Set down, please, without alteration, the lines of the entries below from the first through the one containing "rough mask: <svg".

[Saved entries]
┌──

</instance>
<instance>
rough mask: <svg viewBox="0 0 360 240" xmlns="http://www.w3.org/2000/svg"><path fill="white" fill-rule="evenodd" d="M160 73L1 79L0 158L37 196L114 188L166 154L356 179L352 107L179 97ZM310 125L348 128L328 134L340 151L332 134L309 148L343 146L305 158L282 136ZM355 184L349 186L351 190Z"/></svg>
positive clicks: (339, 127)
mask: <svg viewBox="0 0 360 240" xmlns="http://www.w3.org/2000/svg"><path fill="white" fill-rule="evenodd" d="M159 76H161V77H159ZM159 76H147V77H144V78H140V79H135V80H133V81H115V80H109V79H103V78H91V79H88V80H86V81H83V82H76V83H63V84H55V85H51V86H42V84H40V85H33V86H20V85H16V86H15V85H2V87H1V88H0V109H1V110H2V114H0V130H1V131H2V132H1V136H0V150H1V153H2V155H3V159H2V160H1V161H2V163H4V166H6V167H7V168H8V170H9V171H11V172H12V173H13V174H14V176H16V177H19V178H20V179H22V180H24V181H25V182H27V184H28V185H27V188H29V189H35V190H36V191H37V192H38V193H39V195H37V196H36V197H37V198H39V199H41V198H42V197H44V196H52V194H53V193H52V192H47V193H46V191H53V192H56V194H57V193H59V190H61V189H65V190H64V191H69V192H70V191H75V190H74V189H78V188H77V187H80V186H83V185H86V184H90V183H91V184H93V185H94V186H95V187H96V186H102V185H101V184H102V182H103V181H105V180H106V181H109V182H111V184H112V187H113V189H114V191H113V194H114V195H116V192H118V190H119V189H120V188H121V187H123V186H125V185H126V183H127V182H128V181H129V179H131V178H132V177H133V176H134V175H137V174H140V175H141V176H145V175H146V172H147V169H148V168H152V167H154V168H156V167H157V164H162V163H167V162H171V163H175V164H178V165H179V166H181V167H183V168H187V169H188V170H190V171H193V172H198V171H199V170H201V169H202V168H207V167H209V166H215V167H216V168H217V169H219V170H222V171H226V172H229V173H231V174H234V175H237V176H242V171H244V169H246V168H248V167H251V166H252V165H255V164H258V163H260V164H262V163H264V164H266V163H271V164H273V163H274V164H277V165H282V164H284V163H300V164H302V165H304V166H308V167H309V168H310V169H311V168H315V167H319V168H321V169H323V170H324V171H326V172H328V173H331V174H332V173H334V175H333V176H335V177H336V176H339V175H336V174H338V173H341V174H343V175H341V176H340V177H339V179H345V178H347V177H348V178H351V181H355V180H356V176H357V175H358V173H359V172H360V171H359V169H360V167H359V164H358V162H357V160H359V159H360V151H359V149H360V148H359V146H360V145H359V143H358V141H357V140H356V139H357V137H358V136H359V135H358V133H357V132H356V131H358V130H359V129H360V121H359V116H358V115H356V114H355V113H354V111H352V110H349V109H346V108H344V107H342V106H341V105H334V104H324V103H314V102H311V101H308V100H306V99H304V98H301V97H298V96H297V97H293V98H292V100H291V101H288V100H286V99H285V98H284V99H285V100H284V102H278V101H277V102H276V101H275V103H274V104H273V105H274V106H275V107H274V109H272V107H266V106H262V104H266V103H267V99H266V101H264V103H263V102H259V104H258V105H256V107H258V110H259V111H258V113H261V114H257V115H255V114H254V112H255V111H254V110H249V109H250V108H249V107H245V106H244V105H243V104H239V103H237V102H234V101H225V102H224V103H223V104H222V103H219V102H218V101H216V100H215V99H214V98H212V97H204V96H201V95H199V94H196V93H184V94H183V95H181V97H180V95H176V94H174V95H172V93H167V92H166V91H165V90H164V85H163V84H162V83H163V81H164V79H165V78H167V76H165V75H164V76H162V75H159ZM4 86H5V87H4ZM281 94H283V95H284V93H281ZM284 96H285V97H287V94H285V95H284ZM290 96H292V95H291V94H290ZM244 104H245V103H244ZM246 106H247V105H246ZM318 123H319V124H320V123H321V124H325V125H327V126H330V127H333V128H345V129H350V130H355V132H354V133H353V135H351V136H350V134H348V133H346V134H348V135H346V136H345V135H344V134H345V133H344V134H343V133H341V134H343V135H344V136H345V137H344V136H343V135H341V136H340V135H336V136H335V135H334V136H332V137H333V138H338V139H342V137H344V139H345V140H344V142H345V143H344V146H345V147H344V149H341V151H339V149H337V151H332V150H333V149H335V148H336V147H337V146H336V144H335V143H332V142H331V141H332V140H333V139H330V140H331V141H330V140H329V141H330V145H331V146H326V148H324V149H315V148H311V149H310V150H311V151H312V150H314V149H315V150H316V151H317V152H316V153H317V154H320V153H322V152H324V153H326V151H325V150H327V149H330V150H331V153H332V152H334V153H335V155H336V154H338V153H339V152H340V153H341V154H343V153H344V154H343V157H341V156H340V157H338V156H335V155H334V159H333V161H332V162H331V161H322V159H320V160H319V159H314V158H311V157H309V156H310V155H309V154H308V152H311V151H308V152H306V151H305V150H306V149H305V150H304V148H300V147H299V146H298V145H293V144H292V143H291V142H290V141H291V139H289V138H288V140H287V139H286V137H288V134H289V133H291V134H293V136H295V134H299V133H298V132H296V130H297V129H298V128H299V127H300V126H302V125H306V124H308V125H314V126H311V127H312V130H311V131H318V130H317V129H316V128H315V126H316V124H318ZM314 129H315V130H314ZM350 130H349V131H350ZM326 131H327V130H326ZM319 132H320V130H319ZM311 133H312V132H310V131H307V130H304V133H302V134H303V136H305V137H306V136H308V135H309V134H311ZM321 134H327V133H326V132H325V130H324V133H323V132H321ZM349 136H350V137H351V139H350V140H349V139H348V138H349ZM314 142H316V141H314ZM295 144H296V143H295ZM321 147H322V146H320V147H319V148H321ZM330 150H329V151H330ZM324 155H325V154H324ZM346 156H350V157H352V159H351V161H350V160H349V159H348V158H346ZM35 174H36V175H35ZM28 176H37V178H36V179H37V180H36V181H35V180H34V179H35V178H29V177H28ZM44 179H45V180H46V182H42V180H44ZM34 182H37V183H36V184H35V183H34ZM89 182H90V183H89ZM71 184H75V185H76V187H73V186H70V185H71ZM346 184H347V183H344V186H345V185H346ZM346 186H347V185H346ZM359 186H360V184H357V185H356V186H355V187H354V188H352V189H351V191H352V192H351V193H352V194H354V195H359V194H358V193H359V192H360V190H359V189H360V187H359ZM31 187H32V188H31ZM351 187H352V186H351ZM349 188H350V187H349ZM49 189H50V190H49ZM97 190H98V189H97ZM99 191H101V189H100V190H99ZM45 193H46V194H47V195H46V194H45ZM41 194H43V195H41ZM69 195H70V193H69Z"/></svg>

└──

**RESULT FOR THIS EXERCISE**
</instance>
<instance>
rough mask: <svg viewBox="0 0 360 240" xmlns="http://www.w3.org/2000/svg"><path fill="white" fill-rule="evenodd" d="M160 73L1 79L0 158L37 196L114 188L166 154L356 179L352 107L179 97ZM310 125L348 128L328 134L340 151L332 134L309 148L343 146L305 158L282 136ZM355 184L349 186L351 190Z"/></svg>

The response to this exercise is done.